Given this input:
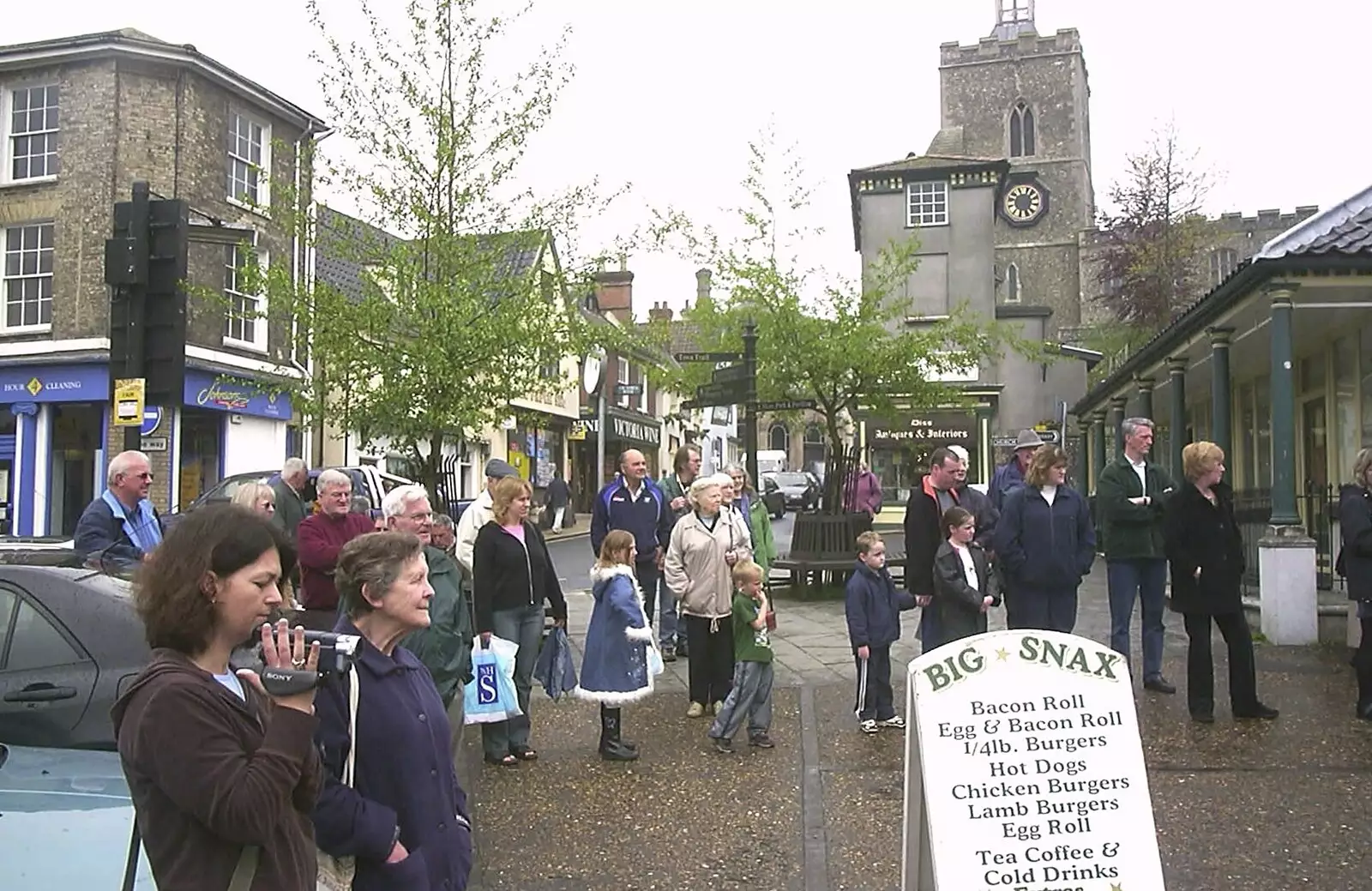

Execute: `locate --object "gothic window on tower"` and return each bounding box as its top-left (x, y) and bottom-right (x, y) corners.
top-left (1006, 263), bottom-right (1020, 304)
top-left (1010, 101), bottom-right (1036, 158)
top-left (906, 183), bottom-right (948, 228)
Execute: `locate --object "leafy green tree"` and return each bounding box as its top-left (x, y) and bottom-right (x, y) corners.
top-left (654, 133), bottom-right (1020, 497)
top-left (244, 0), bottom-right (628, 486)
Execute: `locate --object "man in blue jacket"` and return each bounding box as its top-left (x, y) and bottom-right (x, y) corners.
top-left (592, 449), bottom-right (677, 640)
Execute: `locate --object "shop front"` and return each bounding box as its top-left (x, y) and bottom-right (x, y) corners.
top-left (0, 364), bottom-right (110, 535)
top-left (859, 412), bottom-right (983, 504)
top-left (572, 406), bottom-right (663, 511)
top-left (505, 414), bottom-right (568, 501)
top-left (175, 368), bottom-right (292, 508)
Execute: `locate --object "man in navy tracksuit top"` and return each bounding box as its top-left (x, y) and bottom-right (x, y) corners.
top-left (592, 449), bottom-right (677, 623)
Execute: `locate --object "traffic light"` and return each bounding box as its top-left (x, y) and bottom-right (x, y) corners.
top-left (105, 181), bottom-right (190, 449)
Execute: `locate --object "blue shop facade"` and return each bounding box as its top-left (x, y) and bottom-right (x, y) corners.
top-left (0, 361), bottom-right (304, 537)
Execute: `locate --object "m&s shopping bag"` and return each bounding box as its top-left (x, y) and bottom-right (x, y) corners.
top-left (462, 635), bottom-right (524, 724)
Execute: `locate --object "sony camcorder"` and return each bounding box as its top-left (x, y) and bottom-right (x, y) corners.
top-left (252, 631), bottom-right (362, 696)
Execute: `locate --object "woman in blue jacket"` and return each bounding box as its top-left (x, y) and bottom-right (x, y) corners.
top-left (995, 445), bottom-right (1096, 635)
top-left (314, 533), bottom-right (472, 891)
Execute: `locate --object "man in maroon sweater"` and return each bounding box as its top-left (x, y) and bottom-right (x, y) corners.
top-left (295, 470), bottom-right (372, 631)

···

*Task to carry out*
Recast the rows above as a numbered list, from the line with "in navy tracksuit" up to and including the line with "top-left (0, 361), bottom-right (304, 537)". Leave out any blank lines.

*Correct response*
1. Execute: `locate --object "man in navy tracksuit top"` and return each bounding box as its top-left (x, y) and bottom-right (x, y) corners.
2. top-left (592, 449), bottom-right (677, 623)
3. Execute: `locate --object "traffic light"` and return each bounding box as its top-left (x, y) and bottom-right (x, y) corners.
4. top-left (105, 181), bottom-right (190, 449)
5. Execute: `locate --object "blue shop facade"` and return each bounding box as its top-left (x, y) and bottom-right (x, y) corners.
6. top-left (0, 361), bottom-right (304, 537)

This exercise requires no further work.